- 記述問題 1 -
下の浜離宮を訪ねた文章について、次の問いに答えなさい。
(a) ガイドブックによると、浜離宮はいくらで見学できるか。
(b) 世界貿易センタービルの展望台は何階にあるか。
(c) 展望台から浜離宮がよく見えなかったのは何のためか。
- 記述問題 2 -
下の浜離宮を訪ねた文章の続きを、最後の文のあとから書きなさい。

- 本文 -
################
浜離宮



2007年01月04日


浜離宮
三が日最終日、東京の浜離宮恩賜庭園に行ってみることにしました。
東京は新橋のすぐ近くに大きく広がる公園らしい木森を見て
いつも不思議に思っていました。
この近くを通るたびにこの中はどうなっているのだろうと思っていたのです。
地図で見ると浜離宮という庭園らしいのです。
ガイドブックによると300円で見学できるらしいじゃないですか。
今回念願叶ってついにその浜離宮に潜入してみることにしました。
僕には庭園鑑賞のような高尚な趣味はありませんが
思いがけず見事な庭園に感じ入ることもありますので
浜離宮についても一度は見ておきたかった訳なんですね。
もとより自分の低い感性では庭園の良さが分からないおそれもありますが
それはそれ健康のための散歩と思えば
庭園散策もまた楽し、と言うわけですね。

ところで浜松町の駅に隣接するように
「世界貿易センター」と言う名前のビルがあります。
このビルの名前はつまりWorld TradeCenter(WTC)と言うのですから結構驚きます。
もちろんこのビルは911テロのずっと以前からあったわけですから
世界貿易センターと言う名前も問題はないわけですが
やっぱり911のあとこのビルを見る度に何となく違和感を感じます。
僕はこのビルのそばを何回か通っています。
羽田行きのモノレールを使うとこのビルのすぐそばを通過することになるのです。
でも「貿易センタービル」ですものね、貿易に関係ない僕には入っても仕方がない、
入るべきじゃない建物だったわけですね。
ところがガイドブックによると一般の人も利用できる展望台が
最上階にあると言うではないですか。
これは利用しない手はありませんですね。

僕と煙は高いところに上りたがるの例えの通り
そこに展望台があると聞いて登らないわけにはいきません。
世界貿易センタービルの展望台は40階にあります。
高さは150メートルほどだそうですから
東京タワーの大展望台の二階とほぼ同じですね。
ビルに登って展望台に着くとさすがに見事な展望です。
展望台は回廊のようになっていて一回りすると360度全方向展望できます。

これから行く予定の浜離宮は
最近出来たビルに視界を阻まれて良くは見えませんでした。
################
[データファイルの一部]
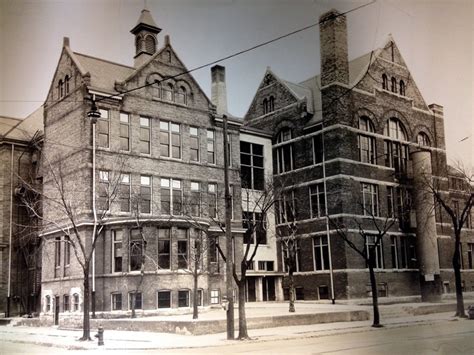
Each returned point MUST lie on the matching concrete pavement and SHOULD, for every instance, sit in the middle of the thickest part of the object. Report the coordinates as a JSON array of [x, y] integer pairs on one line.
[[133, 340]]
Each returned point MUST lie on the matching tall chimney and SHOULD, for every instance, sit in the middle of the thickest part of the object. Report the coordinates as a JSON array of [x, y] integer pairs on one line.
[[333, 42], [218, 90]]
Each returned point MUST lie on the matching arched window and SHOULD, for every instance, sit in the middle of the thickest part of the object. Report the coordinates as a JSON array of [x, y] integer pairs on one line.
[[265, 106], [150, 44], [366, 143], [394, 85], [66, 84], [402, 88], [423, 139], [395, 150], [75, 302], [285, 152], [60, 89], [181, 95], [384, 82], [168, 92], [271, 104], [138, 44]]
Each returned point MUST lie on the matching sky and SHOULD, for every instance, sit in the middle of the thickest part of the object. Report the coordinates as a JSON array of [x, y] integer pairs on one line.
[[436, 39]]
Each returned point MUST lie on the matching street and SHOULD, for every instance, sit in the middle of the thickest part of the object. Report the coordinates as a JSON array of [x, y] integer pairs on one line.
[[446, 337]]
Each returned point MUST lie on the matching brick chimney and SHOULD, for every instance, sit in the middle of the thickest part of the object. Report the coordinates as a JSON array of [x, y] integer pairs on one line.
[[218, 90], [333, 42]]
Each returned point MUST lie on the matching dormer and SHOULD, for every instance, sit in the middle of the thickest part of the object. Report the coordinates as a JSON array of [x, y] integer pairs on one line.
[[146, 42]]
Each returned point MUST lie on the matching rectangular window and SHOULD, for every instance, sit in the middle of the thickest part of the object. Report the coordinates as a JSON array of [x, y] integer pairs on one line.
################
- 解答例 1 -
(a) 300円
(b) 40階
(c) 最近出来たビルに視界を阻まれたため。

- 解答例 2 -
ビルの足下の旧芝離宮恩賜庭園は箱庭のように見えました。
更に回廊を進むとお台場方向が見えます。
レインボーブリッジやフジテレビの社屋などが良く見えます。
その先に回りますと東京タワーの見えるところに来ました。
東京タワーのすぐ先には六本木ヒルズのビルが見えます。

どちらも何度見ても凄い建物ですね。
とりわけ東京タワーの色褪せない魅力は不思議でさえあります。
東京タワーの手前には有名な芝の増上寺が見えます。
浄土宗鎮西派大本山であります。

展望台をあとにして一度駅に戻ります。

浜松町駅から浜離宮までのんびりと歩くことにします。
途中以前にカメラの修理に訪れたビルがあることに気づいて
その近くまで行ってみることにしました。
そうしたらそのビルに以前来たときと同じように
カメラの修理センターの看板が出ていました。
富士フイルムさん偉いです。
以前ここに来たときにその先に立っていたマストが気になって
ふらふらとその帆柱に近付いて
そのまま竹芝埠頭公園に遊んだことを思い出しました。

それで今回もまた竹芝埠頭公園の客になったわけですね、無料だし。
それにしても桟橋は面白いですね。
チケット売り場などを見学すると
新島や式根島に行く船、大島に行く船、小笠原に行く船、実に様々です。
客席は特等とか一等とか二等とか料金によって待遇が違うようです。
長時間の船旅ですので客席のランクはかなり影響がありそうですね。
ジェット船というのもありました。
早そうですね。
中に混じってレストラン船という食事をしながら
ちょっとだけ船を愉しむ遊覧船などもありました。
ちょっと興味があります。

竹芝埠頭公園に出て海を眺めます。
海と言ってもここは隅田川の河口付近でして
向こう岸にはお台場が見えます。
ここから北方向には有名な勝ち鬨橋を見ることが出来ます。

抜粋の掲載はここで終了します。